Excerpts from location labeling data
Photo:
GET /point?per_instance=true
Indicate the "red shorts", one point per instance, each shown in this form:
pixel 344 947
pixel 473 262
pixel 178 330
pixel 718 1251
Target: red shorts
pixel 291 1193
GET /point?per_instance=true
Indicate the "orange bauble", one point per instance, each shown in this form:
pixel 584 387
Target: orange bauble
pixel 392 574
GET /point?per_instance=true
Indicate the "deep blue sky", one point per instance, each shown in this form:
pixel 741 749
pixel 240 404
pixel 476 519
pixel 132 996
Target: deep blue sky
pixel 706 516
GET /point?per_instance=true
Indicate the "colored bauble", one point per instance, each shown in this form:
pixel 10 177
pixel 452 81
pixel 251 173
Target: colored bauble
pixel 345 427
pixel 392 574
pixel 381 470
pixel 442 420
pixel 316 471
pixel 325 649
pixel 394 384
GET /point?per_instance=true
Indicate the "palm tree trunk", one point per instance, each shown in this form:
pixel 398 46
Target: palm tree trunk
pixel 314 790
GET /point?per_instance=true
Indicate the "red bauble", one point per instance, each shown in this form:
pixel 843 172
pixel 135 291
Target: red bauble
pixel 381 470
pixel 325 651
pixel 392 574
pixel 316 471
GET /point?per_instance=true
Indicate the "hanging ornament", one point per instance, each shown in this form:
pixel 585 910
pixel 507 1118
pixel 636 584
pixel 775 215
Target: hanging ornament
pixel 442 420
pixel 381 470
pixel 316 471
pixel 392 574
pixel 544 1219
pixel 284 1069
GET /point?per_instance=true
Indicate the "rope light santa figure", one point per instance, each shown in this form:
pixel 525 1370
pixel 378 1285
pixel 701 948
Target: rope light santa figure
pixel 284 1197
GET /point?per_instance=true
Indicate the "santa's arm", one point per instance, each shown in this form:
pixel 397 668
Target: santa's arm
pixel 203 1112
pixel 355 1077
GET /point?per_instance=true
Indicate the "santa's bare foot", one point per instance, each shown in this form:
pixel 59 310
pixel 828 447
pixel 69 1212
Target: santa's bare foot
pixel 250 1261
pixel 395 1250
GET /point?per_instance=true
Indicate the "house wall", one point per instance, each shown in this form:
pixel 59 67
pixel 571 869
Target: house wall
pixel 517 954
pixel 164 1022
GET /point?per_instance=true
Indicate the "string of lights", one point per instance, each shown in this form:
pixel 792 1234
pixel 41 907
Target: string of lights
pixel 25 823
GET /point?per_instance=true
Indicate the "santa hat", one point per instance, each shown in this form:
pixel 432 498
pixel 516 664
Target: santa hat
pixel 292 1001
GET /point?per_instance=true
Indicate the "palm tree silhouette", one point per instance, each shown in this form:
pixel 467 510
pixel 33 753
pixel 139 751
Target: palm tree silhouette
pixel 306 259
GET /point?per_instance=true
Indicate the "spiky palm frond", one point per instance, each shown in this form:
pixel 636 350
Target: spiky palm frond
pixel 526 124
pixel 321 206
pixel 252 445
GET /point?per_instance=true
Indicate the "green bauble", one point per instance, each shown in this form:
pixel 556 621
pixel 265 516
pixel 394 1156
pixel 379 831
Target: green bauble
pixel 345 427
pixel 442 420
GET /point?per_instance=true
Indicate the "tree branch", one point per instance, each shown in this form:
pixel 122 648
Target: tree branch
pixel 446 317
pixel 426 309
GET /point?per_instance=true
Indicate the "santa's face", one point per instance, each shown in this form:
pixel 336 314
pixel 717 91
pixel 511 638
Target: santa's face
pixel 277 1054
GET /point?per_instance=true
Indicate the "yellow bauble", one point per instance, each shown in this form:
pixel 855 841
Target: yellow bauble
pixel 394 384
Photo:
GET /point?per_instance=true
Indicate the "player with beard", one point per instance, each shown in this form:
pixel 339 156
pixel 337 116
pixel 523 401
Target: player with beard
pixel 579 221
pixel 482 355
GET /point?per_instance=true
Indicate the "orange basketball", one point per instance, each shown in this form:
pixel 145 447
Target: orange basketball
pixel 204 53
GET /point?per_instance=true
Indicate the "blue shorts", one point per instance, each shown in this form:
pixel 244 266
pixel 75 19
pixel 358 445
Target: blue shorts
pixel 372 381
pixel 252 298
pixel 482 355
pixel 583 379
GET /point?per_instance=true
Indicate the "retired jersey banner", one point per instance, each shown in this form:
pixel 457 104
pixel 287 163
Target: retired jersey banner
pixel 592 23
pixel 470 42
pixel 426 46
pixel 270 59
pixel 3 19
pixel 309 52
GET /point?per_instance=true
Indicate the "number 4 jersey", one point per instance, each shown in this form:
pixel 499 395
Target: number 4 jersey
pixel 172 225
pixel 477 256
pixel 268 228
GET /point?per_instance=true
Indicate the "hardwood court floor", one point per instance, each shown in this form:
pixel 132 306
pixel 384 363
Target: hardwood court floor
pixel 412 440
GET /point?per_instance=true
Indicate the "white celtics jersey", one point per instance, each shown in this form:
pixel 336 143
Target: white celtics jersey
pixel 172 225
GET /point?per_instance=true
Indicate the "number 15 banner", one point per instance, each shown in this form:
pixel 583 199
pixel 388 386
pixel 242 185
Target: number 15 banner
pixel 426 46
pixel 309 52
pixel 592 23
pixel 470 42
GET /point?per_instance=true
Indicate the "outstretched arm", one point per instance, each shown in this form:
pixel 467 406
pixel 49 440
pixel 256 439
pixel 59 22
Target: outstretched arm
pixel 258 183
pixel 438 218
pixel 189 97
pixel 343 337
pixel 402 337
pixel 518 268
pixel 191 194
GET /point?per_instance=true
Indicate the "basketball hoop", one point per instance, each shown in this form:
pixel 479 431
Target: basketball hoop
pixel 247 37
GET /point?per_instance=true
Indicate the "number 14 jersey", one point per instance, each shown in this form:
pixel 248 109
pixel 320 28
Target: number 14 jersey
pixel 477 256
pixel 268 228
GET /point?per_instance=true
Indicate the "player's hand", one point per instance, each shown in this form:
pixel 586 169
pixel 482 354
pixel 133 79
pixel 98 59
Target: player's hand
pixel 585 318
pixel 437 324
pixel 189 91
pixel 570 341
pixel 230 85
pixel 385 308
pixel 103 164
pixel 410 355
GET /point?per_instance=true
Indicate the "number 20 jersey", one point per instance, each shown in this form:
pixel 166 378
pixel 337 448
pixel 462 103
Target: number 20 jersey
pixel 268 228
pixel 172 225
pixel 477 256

EXERCISE GOAL: Render every line of the records above as a numbered list, omitting any blank lines.

EXERCISE RESPONSE:
1. Photo:
2. GET /point?per_instance=true
3. Indicate the "red shorts", one point per instance, each shown in this form:
4. pixel 344 947
5. pixel 473 262
6. pixel 178 330
7. pixel 718 1251
8. Target: red shorts
9. pixel 291 1193
10. GET /point?per_instance=true
11. Indicate the "orange bauble", one point per instance, each shown in this form:
12. pixel 584 387
13. Target: orange bauble
14. pixel 392 574
15. GET /point?per_instance=true
16. Indicate the "deep blue sky", one point per instance, each shown in this form:
17. pixel 741 749
18. pixel 240 404
19. pixel 476 519
20. pixel 132 996
21. Target: deep blue sky
22. pixel 706 516
23. GET /point?per_instance=true
24. Indicate the "colored bauble", one point per instance, each shown in this form:
25. pixel 10 177
26. pixel 452 81
27. pixel 251 173
28. Target: colored bauble
29. pixel 345 427
30. pixel 392 574
31. pixel 381 470
32. pixel 442 420
33. pixel 316 471
34. pixel 325 649
35. pixel 394 384
36. GET /point?per_instance=true
37. Indicate the "palm tree trunk", one point per instance, each shown in this form:
38. pixel 398 46
39. Target: palm tree trunk
40. pixel 314 790
41. GET /point?per_instance=true
42. Indicate the "red bauble", one point per instance, each shown in this form:
43. pixel 843 172
44. pixel 135 291
45. Target: red bauble
46. pixel 381 470
47. pixel 325 651
48. pixel 392 574
49. pixel 316 471
50. GET /point?per_instance=true
51. Indicate the "hanging ornament", one point per instance, each shown in this form:
52. pixel 585 910
53. pixel 507 1118
54. pixel 636 584
55. pixel 775 215
56. Target: hanging ornament
57. pixel 442 420
58. pixel 381 470
59. pixel 316 471
60. pixel 392 574
61. pixel 544 1219
62. pixel 284 1069
63. GET /point?per_instance=true
64. Indicate the "rope light santa figure", one point per instance, each shown in this form:
65. pixel 525 1370
66. pixel 378 1285
67. pixel 701 948
68. Target: rope light santa figure
69. pixel 284 1197
70. GET /point?per_instance=true
71. Indicate the "santa's arm", one point per instance, each shown in this form:
72. pixel 397 668
73. Target: santa's arm
74. pixel 203 1112
75. pixel 355 1077
76. GET /point?per_instance=true
77. Indicate the "santa's bare foot", one point per instance, each shown in this form:
78. pixel 59 310
79. pixel 828 447
80. pixel 69 1212
81. Target: santa's bare foot
82. pixel 250 1261
83. pixel 395 1250
84. GET /point?per_instance=true
85. Indicate the "house wall", one point per instance, each shown in this form:
86. pixel 59 67
87. pixel 571 869
88. Target: house wall
89. pixel 517 954
90. pixel 164 1022
91. GET /point?per_instance=true
92. Indicate the "string of lights", one point per instance, each shown in this form:
93. pixel 792 1234
94. pixel 41 907
95. Target: string of lights
96. pixel 25 823
97. GET /point?per_instance=true
98. Indicate the "santa hat", one point per instance, each shown in this form:
99. pixel 432 498
100. pixel 516 664
101. Target: santa hat
102. pixel 292 1001
103. GET /point?per_instance=true
104. Indicate the "palm tree silhouette", one point per instance, each shown in this form:
105. pixel 467 510
106. pixel 33 753
107. pixel 139 751
108. Target: palm tree silhouette
109. pixel 306 259
110. GET /point?per_instance=true
111. Indicate the "spiky palm frond", one point per instance, each shown in this form:
112. pixel 636 350
113. Target: spiky palm frond
114. pixel 526 124
115. pixel 321 206
116. pixel 252 445
117. GET /point?per_instance=true
118. Indicate the "green bauble", one point per instance, each shown in this form:
119. pixel 556 621
120. pixel 265 516
121. pixel 394 1156
122. pixel 379 831
123. Target: green bauble
124. pixel 345 427
125. pixel 442 420
126. GET /point?per_instance=true
127. Indicate the "tree branch", one point per instance, each shown in this form:
128. pixel 122 648
129. Target: tree branch
130. pixel 446 317
131. pixel 426 309
132. GET /point?per_instance=true
133. Indicate the "santa's face", one point per instance, each shown in this form:
134. pixel 336 314
135. pixel 717 91
136. pixel 511 638
137. Target: santa's face
138. pixel 277 1054
139. GET /point?per_instance=true
140. Indicate the "yellow bauble", one point per instance, each shown in this form:
141. pixel 855 841
142. Target: yellow bauble
143. pixel 394 384
144. Photo:
145. GET /point?per_instance=true
146. Indicate the "player with beard", one point per instance, each shown in this form:
147. pixel 339 156
148. pixel 337 116
149. pixel 523 401
150. Target: player with beard
151. pixel 579 221
152. pixel 482 355
153. GET /point?per_instance=true
154. Indicate the "orange basketball", one point per instance, each shown in this form:
155. pixel 145 447
156. Target: orange basketball
157. pixel 204 53
158. GET /point?per_instance=true
159. Indicate the "blue shorts", one point per instance, each shown in this form:
160. pixel 244 266
161. pixel 75 19
162. pixel 358 445
163. Target: blue shorts
164. pixel 372 381
165. pixel 252 298
166. pixel 482 355
167. pixel 583 379
168. GET /point?per_instance=true
169. Indicate the "retired jersey banner", one point per instance, each shown in this form:
170. pixel 457 104
171. pixel 287 163
172. Target: retired jersey banner
173. pixel 592 23
174. pixel 470 42
175. pixel 426 46
176. pixel 270 59
177. pixel 3 19
178. pixel 309 52
179. GET /point?per_instance=true
180. Indicate the "number 4 jersey", one point per instance, each shown in this form:
181. pixel 499 395
182. Target: number 4 jersey
183. pixel 172 225
184. pixel 477 256
185. pixel 268 228
186. GET /point?per_instance=true
187. Indicate the "hardwood court floor", one point per instance, each shown in this form:
188. pixel 132 306
189. pixel 384 363
190. Target: hardwood court floor
191. pixel 412 440
192. GET /point?per_instance=true
193. Indicate the "white celtics jersey", one point per instance, each shown in this form:
194. pixel 336 143
195. Target: white celtics jersey
196. pixel 172 225
197. GET /point?per_instance=true
198. Indicate the "number 15 banner", one point per instance, each shown in this form:
199. pixel 583 199
200. pixel 388 386
201. pixel 242 185
202. Target: number 15 banner
203. pixel 426 46
204. pixel 309 52
205. pixel 592 23
206. pixel 470 42
207. GET /point?per_instance=true
208. Indicate the "outstretched arm", one point per instance, each shown in this form:
209. pixel 467 406
210. pixel 49 440
211. pixel 256 439
212. pixel 59 22
213. Target: outstretched arm
214. pixel 258 183
215. pixel 438 218
216. pixel 189 97
217. pixel 343 337
218. pixel 402 337
219. pixel 518 268
220. pixel 191 194
221. GET /point?per_instance=true
222. Indicate the "basketball hoop", one point per instance, each shown in this form:
223. pixel 479 431
224. Target: basketball hoop
225. pixel 247 37
226. GET /point?per_instance=true
227. Indicate the "number 14 jersey", one point per instance, each shown in this form:
228. pixel 248 109
229. pixel 320 28
230. Target: number 14 jersey
231. pixel 477 256
232. pixel 268 228
233. GET /point?per_instance=true
234. Indicate the "player's hand", one point per instance, each shown in this form:
235. pixel 586 169
236. pixel 482 354
237. pixel 133 79
238. pixel 98 59
239. Target: player's hand
240. pixel 585 318
241. pixel 437 324
242. pixel 189 91
243. pixel 570 341
244. pixel 230 85
245. pixel 385 308
246. pixel 103 164
247. pixel 410 355
248. GET /point?per_instance=true
249. Indicate the "number 20 jersey", one point per instance, each shown in this form:
250. pixel 166 378
251. pixel 337 448
252. pixel 462 103
253. Target: number 20 jersey
254. pixel 268 228
255. pixel 172 225
256. pixel 477 256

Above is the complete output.